*Request*: Rewrite all the items below with every occurrence of "disc" replaced by "circle", keeping all other text unchanged.

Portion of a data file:
********

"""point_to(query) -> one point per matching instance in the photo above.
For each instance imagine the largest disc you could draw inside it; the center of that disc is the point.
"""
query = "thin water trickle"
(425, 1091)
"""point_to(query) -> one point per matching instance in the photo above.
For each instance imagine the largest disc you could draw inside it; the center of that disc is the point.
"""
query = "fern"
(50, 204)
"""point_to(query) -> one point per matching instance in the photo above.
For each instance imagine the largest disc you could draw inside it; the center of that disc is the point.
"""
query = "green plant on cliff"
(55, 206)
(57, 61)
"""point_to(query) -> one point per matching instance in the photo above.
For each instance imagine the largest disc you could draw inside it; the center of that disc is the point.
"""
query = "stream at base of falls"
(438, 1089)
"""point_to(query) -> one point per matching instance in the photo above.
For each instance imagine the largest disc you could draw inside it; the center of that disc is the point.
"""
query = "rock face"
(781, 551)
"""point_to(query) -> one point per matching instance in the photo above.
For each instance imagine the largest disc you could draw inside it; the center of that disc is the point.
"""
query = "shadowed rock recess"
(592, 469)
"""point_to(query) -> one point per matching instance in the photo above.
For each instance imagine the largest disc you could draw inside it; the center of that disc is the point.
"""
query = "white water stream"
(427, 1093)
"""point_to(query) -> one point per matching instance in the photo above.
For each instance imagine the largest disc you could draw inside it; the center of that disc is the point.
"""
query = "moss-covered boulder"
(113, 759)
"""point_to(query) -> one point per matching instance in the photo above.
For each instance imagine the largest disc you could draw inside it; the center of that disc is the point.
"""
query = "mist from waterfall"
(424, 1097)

********

*Exercise output*:
"""point_to(query) -> one point per matching instance in the photo above.
For each instance imagine the largest circle you could draw inside it; the center of that circle is the point.
"""
query = "thin water trickle"
(425, 1091)
"""point_to(query) -> one point per matching instance in the photo above.
For each instance imagine the largest circle you could draw inside it; the center of that circle is the point.
"""
query = "fern"
(50, 204)
"""point_to(query) -> one point per matching instance in the photo above.
For each instance imagine the largest circle you could draw inside it; the center of that circle is the point.
"""
query = "green plant on cliff"
(55, 206)
(57, 61)
"""point_to(query) -> one point per matching instance in the photo above.
For each instance imagine the largest circle you could draw inside it; the center of that circle is the point.
"""
query = "stream at base of falls"
(438, 1089)
"""point_to(query) -> one point per matching instance in the photo above.
For each instance imagine the largest circle you could draw inside it; the center of that circle is the point.
"""
query = "rock face"
(781, 551)
"""point_to(query) -> one point per matching instance in the photo above.
For each instance imagine the largest circle you could draw inside it; the center of that circle is the point.
"""
query = "shadowed rock recess"
(592, 469)
"""point_to(query) -> one point per matching instance in the photo above.
For each instance imagine the largest circle you could draw inside it; the center of that circle is the point.
"""
query = "white water stream"
(427, 1093)
"""point_to(query) -> one point per matching instance in the photo above.
For each instance imagine the largest circle you could draw inside it; the center of that circle is the point.
"""
query = "moss-covered boulder"
(113, 759)
"""point_to(query) -> one point per matching instance in the photo above.
For each instance imagine the largest circle you could draw inside it; the center of that circle is the point.
"""
query = "mist from waterfall"
(424, 1097)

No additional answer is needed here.